Task description: Rewrite the Z80 square root post from "A Fast Z80 Integer" down to "isqrt( numb )", putting "value" in place of every "numb".

Text section:
'''

Wednesday, 19 July 2017

A Fast Z80 Integer Square Root

A project I'm working on needs a fast square root but I couldn't find anything suitable online. After implementing several versions of the bit-by-bit algorithm I discovered the following code is particularly efficient when unrolled:

/* Return the square root of numb */

int isqrt( numb )
{
    int root = 0, bit = 04000h;
    while ( bit != 0 )
    {
        if ( numb >= root + bit )
        {
            numb = numb - root - bit;
            root = root / 2 + bit;
        }
        else
            root = root / 2;
        bit = bit / 4;
    }
    return root;
}

First Make It Work

The looping version is small but clunky. It spends almost 400 t-states shifting bits. We'll be able to eliminate most of the shifting by hard-coding the bit positions when the loop is unrolled:

; 16-bit integer square root
; 34 bytes, 1005-1101 cycles (average 1053)

'''

Given entries:

'''

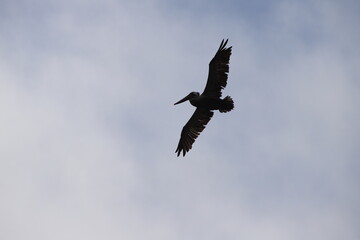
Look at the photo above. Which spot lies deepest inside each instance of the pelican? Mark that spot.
(208, 101)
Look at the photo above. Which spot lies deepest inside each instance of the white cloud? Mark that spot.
(88, 127)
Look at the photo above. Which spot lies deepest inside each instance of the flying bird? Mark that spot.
(208, 101)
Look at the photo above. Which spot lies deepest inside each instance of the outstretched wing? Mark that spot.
(218, 69)
(192, 129)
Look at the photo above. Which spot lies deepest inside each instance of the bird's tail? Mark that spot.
(227, 104)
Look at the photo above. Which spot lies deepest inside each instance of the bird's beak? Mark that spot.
(183, 100)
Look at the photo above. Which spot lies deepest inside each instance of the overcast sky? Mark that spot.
(88, 129)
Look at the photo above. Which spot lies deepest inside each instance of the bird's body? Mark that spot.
(208, 101)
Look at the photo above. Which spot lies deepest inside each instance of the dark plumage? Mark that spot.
(208, 101)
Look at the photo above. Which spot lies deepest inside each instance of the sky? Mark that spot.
(88, 129)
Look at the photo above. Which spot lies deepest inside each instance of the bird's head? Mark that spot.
(188, 97)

'''

The solution:
A Fast Z80 Integer Square Root

A project I'm working on needs a fast square root but I couldn't find anything suitable online. After implementing several versions of the bit-by-bit algorithm I discovered the following code is particularly efficient when unrolled:

/* Return the square root of value */

int isqrt( value )